実施事項
A: 感想文にある「家族の前では「良いお姉ちゃん」でいるのも自覚がなくて、本人も苦しそうでとても良かった。」という一文を英語に訳してください。
B: 感想文の続きを、最後の一文のあとから書き進めてください。

本文抜粋
───
弱音を吐くシーン、人間臭くて本当に良い。そりゃ現実に戻ったら家族の誰かが瓦礫の下敷きになってて、響子さんが、娘たちが辛い思いをするってなったら、いっそこのままでいいと思うかもしれない。

あとあと、倉庫で2回目の本の中身を柚に見せたくない時の「パパのわがままなんだけどさ」、ズルすぎる。そんなん言われたらもう見れないじゃんけ……ギクシャクしてた時ならまだしも、お互い全部ぶちまけて仲良くなったあとのあの家族じゃもうそんなパパのわがままとかそんな…きいちゃうよ……

リアルに戻ってきた時のPLとしての状況把握の速さ、冷静な判断、悪魔かっこよすぎる。自分が何をすべきか、何ができるのか。父親として…

 

鈴鳴 柚(姉)/PL:健屋花那

すこやさんが私の推しなので今回の卓を見るに至った元凶。元凶というと悪いイメージだけどいい意味での元凶。

わかってたけどRPがえげつねえ。

序盤、柚が李の幸せのための自己犠牲に気づいていないという設定を徹底してやっていて、李の心情を思うと見ていて痛々しいほどだった。
家族の前では「良いお姉ちゃん」でいるのも自覚がなくて、本人も苦しそうでとても良かった。

尿路結石は物によっては光る、めちゃくちゃ笑った。そうなんや……

とろろおにぎり脱走大作戦、本当に天才ですか?????
───
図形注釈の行
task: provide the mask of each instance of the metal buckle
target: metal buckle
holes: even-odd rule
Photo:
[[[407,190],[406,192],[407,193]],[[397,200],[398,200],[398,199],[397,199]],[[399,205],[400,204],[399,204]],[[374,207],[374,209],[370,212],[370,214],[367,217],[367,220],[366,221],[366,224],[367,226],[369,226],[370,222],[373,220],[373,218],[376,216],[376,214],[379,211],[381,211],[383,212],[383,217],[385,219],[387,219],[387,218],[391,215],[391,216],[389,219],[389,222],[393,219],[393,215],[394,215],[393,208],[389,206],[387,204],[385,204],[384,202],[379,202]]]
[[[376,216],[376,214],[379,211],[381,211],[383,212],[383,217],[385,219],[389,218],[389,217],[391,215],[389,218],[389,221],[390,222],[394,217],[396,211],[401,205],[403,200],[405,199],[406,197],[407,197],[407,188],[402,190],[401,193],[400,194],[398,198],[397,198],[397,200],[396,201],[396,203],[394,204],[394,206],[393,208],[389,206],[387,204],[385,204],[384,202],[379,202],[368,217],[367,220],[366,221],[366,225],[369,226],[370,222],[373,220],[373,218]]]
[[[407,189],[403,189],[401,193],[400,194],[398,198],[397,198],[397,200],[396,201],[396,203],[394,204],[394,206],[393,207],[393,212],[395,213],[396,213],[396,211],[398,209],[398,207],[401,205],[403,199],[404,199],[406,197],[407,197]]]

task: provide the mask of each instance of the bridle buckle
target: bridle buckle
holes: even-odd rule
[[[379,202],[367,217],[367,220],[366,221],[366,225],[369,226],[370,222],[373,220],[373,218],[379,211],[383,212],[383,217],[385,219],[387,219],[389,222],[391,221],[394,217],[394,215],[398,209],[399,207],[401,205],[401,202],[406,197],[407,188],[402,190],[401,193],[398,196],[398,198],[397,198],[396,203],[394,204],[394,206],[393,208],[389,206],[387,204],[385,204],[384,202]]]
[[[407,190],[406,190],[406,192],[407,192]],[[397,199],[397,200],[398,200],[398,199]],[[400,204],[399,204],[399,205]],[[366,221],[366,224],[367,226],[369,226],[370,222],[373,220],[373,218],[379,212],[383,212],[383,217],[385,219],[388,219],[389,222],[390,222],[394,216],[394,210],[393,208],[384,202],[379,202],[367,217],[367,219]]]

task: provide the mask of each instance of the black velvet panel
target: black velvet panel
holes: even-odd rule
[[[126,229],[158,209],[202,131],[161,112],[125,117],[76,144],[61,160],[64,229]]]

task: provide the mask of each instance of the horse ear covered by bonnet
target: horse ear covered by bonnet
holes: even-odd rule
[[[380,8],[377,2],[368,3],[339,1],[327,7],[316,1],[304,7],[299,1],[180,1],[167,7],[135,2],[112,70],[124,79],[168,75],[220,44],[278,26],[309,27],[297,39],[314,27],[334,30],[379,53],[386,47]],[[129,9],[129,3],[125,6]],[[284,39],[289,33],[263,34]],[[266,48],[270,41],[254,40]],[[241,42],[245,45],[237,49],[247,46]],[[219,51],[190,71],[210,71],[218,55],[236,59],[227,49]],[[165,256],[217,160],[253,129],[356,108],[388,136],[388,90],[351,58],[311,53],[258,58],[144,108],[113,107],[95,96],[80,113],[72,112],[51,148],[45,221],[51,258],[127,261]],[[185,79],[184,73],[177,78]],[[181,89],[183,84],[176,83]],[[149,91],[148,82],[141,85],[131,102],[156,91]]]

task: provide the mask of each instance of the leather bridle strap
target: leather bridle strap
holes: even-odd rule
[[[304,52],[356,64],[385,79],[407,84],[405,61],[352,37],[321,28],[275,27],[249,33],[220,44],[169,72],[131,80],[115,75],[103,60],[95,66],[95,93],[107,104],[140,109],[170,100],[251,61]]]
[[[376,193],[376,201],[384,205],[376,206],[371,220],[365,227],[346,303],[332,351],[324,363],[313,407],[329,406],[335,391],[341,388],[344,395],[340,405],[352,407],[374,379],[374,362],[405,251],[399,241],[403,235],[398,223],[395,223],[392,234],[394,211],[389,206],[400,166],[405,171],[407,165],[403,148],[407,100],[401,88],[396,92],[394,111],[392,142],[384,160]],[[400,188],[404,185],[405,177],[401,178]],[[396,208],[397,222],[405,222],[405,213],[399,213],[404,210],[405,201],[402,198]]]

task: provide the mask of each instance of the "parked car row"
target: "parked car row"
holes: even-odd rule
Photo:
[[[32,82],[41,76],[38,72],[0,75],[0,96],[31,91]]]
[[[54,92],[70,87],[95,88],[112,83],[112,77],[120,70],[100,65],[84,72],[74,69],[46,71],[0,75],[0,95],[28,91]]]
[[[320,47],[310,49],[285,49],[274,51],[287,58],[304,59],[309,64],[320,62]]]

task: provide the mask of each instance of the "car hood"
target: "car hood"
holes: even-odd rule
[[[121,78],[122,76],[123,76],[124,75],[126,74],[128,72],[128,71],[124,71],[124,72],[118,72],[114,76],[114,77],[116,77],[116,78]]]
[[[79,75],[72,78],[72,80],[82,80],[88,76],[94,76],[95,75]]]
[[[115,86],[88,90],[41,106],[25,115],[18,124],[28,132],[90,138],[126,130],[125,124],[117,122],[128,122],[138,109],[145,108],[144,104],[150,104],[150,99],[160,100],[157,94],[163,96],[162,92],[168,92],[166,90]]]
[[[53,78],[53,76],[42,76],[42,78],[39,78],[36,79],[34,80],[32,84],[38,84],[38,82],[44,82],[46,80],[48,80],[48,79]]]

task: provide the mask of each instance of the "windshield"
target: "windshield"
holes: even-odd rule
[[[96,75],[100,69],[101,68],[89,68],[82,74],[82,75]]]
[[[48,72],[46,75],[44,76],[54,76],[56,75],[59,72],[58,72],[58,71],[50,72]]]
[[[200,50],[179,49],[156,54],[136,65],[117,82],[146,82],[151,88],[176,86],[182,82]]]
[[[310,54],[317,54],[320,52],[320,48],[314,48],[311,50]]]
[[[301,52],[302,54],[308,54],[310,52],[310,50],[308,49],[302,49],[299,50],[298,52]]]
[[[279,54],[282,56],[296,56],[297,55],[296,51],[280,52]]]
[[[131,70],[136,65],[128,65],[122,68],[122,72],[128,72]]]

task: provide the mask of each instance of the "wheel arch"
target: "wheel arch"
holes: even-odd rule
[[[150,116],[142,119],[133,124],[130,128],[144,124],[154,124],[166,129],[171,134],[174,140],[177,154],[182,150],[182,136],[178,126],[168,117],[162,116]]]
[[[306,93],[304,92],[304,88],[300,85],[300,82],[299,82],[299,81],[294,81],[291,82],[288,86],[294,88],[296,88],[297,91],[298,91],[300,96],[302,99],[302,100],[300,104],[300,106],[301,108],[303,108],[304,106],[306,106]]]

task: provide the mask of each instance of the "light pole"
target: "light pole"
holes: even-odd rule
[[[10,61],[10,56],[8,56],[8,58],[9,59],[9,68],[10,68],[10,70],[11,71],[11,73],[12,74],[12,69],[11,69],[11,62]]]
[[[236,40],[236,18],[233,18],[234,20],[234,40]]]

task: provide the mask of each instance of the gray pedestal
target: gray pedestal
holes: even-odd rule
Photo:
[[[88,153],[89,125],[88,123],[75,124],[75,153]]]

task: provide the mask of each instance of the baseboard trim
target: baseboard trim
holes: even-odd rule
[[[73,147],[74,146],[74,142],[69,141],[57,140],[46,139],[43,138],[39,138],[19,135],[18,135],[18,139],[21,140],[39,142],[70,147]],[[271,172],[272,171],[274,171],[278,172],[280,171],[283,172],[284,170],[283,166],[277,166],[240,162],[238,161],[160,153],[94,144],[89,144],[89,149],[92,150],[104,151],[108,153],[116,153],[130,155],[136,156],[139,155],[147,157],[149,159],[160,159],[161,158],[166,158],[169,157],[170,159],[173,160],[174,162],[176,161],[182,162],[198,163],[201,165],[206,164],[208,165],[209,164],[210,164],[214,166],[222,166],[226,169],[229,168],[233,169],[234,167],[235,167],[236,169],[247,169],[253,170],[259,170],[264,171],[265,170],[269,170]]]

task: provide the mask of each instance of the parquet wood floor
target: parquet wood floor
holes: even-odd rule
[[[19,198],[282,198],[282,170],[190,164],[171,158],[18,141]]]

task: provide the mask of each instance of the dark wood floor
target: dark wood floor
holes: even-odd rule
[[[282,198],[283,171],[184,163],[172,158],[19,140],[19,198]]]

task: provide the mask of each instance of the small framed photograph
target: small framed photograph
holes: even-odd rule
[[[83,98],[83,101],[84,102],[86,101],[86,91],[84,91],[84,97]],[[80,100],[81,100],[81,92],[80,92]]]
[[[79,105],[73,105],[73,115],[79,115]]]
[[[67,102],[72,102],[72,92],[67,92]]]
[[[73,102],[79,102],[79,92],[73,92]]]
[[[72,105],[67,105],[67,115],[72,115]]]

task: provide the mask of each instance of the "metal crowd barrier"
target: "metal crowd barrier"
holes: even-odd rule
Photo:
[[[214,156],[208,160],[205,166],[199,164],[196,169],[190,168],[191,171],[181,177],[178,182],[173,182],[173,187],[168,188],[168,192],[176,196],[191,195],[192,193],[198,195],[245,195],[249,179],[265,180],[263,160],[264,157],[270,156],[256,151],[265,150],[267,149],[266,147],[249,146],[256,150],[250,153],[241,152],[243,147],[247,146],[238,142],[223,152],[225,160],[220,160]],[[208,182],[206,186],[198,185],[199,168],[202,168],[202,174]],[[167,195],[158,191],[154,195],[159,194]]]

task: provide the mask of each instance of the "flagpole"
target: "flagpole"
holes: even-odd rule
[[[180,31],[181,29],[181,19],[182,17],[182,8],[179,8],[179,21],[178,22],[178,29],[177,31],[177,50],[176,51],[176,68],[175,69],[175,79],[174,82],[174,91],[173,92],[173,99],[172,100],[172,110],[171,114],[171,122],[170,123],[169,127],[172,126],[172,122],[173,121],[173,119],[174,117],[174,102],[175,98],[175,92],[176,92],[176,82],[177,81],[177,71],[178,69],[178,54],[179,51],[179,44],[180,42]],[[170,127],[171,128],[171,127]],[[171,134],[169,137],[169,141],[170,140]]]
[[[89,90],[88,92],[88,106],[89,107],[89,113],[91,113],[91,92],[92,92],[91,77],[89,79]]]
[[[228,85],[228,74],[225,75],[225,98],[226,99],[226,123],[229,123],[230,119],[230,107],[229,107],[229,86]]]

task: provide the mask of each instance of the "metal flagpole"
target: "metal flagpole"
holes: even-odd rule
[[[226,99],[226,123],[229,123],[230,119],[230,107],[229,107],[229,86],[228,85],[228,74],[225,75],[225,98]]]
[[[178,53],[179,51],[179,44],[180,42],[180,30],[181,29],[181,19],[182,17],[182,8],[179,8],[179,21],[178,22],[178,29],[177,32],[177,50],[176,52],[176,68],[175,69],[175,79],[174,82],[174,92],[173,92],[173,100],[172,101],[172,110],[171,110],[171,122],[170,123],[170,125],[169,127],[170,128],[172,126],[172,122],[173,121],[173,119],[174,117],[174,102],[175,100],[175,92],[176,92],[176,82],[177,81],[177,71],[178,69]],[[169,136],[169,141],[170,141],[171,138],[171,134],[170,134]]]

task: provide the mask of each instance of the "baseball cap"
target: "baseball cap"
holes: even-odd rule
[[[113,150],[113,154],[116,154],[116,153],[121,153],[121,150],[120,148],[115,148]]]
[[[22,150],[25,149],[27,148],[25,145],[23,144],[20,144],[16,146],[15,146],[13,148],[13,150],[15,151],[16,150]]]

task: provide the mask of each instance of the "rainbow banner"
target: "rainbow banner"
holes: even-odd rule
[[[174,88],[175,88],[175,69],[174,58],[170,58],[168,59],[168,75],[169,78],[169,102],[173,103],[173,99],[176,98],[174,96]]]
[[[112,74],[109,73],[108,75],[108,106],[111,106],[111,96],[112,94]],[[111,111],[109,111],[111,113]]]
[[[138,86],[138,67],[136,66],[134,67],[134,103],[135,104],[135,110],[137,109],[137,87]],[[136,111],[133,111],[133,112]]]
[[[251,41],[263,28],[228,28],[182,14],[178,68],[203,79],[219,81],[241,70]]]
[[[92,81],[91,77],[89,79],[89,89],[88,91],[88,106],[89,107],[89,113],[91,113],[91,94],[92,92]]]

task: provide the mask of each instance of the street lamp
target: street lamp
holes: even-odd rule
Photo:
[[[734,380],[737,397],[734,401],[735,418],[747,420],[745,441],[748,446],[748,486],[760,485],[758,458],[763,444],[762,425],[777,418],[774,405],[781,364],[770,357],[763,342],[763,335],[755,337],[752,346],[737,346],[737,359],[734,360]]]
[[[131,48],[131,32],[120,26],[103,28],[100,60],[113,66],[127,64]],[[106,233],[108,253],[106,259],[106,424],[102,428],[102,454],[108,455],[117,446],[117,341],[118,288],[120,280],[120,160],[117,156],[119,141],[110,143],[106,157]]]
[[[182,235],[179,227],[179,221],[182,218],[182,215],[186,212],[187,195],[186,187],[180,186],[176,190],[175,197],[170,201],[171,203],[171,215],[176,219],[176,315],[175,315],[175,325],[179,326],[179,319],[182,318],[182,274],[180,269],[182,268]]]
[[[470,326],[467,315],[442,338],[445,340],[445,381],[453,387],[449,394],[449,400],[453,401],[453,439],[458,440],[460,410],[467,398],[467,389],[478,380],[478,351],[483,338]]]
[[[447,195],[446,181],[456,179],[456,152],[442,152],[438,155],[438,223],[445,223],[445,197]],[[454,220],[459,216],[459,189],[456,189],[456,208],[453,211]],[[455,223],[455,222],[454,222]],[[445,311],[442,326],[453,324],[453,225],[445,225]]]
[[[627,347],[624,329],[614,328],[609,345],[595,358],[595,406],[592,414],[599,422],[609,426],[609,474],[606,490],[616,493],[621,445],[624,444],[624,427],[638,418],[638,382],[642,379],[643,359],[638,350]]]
───
解答
A: She wasn't even aware that she was being the "good big sister" in front of her family, and she herself seemed to be struggling, which was really great.

B:
図書館での友人との会話の後、李の手帳を持ち出したのバレた時の流れ、見ていて本当に辛かったけどああいう地獄が大好物なので……
創作上(というか二次元?)の推しには苦しい思いをしてほしいんですけど、最後は自分のちからでどうにか耐えて前に進んでほしかったりそのまま心折れてしまったりどちらでも好き、私の性癖です。現実を生きている人間にはできるだけ辛い思いはしてほしくない。つまりすこやさんにも辛い思いはしてほしくない。

お姉ちゃんも割と料理とか失敗するね?血は争えない。

「またわがまま言うの?」これPCとしてはポロッと出ちゃった感じだったけど、PLとしては敢えて言ってるよね?????確信をもって刺しに行ってるよね??????ここが地獄か。姉妹喧嘩としてリアルすぎる。

お母さんの進言もあって、というか家族禁止があってから、李のことをちゃんと李として見れるようになってきて、大切な妹だからこそ妹の意思を尊重しようと頑張っていて、成長を感じた。

物置でバイタルという言葉がスッと出てくるの申し訳ないがちょっと笑ってしまった、さすが本職。私の想像なんか遥かに超えて大変そうですが、本当にいつもありがとうございます。

リアルに戻る時の李を助けに行く描写がまじで柚そのもので泣いた。

 

鈴鳴 李(妹)/PL:周央サンゴ

サンゴさんは完全に初見でしたがあなたもRPうまうま勢ですね!!?!?
ありがとうございます、本当に素晴らしかったです。

李ちゃんは幼さ故の感情の不安定さ、身体が弱いことに対する劣等感、パパママ姉の過保護に対する苛立ち、家族へ苛立ってしまうことへの自己嫌悪、そういったところの解像度が高くて本当に凄かった。

不服そうな返事とか、拗ねちゃったりとか……その前にあれだ、初っ端の寝起きRPがうますぎてビックリしたんだよな。

序盤は終始やろうとすることを止められてて苦しそうだったのがまた良かった。
これがずっと続いていたら本当に息が詰まるんじゃないかと思える苦しさだった。

柚のところでも言及したけど、「またわがまま言うの?」って言われたの、絶対李にぶっ刺さってるよね…でもそういうの全部含めての鈴鳴家なんや……辛くて苦しくて愛おしい。

普段心配させないようにとかで言えなかったことを戦闘中に情報共有してくの上手すぎか????李らしさがあって良かった。

家族禁止の時の心から楽しそうな声が救いでした。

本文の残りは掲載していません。